Can you continue the shareholder letter on DCI's rescheduled extraordinary general meeting, picking up after its final sentence?

> **Provided text**

______________________________

Resolution 2, which is conditional upon the passing of Resolution 1, was
proposed as an Ordinary Resolution, relates to a general authority for the
Company to make repurchases of its Ordinary Shares in accordance with standard
practice for listed companies, this authority to be limited to 14.99 per cent.
of the issued share capital of the Company. This authority will expire at the
Company's annual general meeting in 2025 and the Directors intend to apply for
a further authority at that meeting.
Resolution 3, which is conditional on the passing of Resolution 1, was
proposed as an Ordinary Resolution, authorises the Company to create and fund
the ESOP in accordance with the ESOP rules summarised in Appendix 2 of this
Circular.
All capitalised terms referenced in this letter shall have the meaning given
in the Circular unless expressly stated otherwise.
Since the Circular was issued the DCI Board has held discussions with a number
of shareholders who have requested that Resolution 3 is re-cast so that it is
no longer conditional on the passing of Resolution 1.
The Board is particularly concerned that the failure to Re-domicile DCI to
Guernsey by the end of December 2024 will be contrary to the interests of
Shareholders as a whole as the tax liabilities that may arise from DCI
remaining domiciled in the BVI are substantial, and may also incur an
obligation to pay interest and penalties as well. Such an increase in DCI's
liabilities to third parties will materially reduce the Company's net asset
value and ultimately materially reduce distributions to Shareholders as when
assets are sold any tax liabilities, interest and penalties will need to be
settled before returning any capital to Shareholders.
Accordingly, after consultation with its legal counsel and following
representations from Shareholders, the Board has resolved to adjourn the EGM
convened for 12 December 2024 and to issue a notice of extraordinary general
meeting for 10am on 19 December 2024 (to be held at 55 Athol Street, Douglas,
Isle of Man, IM1 1LA). The agenda for this extraordinary general meeting
will be the same as that for the 12 December EGM except that the passing of
Resolution 3 will no longer require that Resolution 1 also passes.
The impact of this change means that Shareholders who wish to vote against the
ESOP but wish to support the Re-domicile will no longer feel obliged to vote
against the Re-domicile to enable their views to be heard on the question of
the ESOP. Shareholders are therefore able to consider the proposal to
Re-domicile on its own merits and vote accordingly.

______________________________

> **Entries supplied**
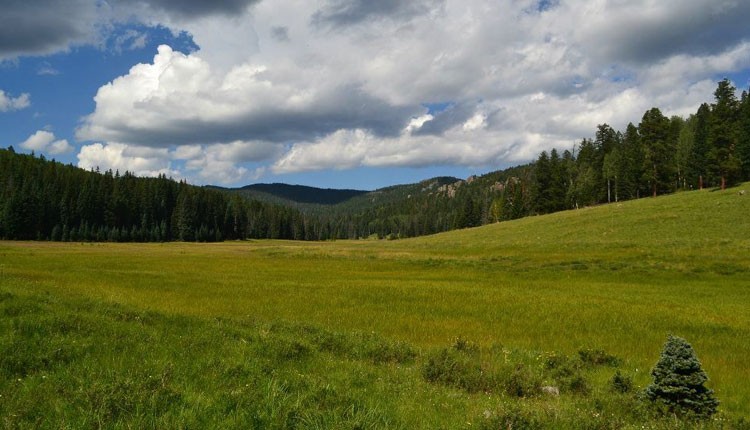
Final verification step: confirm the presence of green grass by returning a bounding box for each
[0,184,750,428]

______________________________

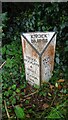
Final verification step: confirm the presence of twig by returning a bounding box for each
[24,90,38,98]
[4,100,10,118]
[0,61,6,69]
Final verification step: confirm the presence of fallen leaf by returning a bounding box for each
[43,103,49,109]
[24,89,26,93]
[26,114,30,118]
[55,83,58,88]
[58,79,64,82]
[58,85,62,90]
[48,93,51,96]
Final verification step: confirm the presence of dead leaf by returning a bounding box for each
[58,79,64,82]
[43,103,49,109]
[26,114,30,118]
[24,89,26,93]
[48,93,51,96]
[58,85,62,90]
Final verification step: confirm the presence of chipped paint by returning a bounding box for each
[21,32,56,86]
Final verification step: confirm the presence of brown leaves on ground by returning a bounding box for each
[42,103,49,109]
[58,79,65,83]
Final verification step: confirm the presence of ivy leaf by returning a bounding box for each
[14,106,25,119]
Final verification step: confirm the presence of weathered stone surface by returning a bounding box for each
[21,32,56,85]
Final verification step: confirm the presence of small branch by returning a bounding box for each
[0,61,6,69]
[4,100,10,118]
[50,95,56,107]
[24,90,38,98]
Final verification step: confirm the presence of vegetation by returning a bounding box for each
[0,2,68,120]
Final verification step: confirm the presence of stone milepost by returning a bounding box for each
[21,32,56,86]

______________________________

> **Task answer**
Further, the Board wishes to make it clear that it is their intention to place
the Company's finances on a stable footing before the ESOP is funded,
including ensuring that the outstanding Shareholder loans are repaid or the
cash to repay those due for repayment in 2025 is reserved. The Board has
therefore resolved that the ESOP will only be funded after at least €10
million has been received from asset sales and then will only be funded from
any excess cash receipts over that figure.
The revised notice of extraordinary general meeting is attached to the
circular which is being sent to shareholders.
Recommendation
The Board continues to believe that approval of the Resolutions is in the best
interests of the Company and urges Shareholders to vote in favour of them at
the 19 December 2024 extraordinary general meeting. Accordingly, the Board
unanimously recommends that Shareholders vote in favour of the Resolutions to
be proposed at the EGM as they intend to do in respect of the 2,884,487
Ordinary Shares held by them, which represent 0.32 per cent. of the Company's
issued share capital, noting they are excluded from voting on matters related
to the ESOP.
Definitions used in the Circular issued on 8 November 2024 have been used in
this circular.
Enquiries
DCI Advisors Ltd nick.paris@dciadvisorsltd.com (mailto:nick.paris@dciadvisorsltd.com)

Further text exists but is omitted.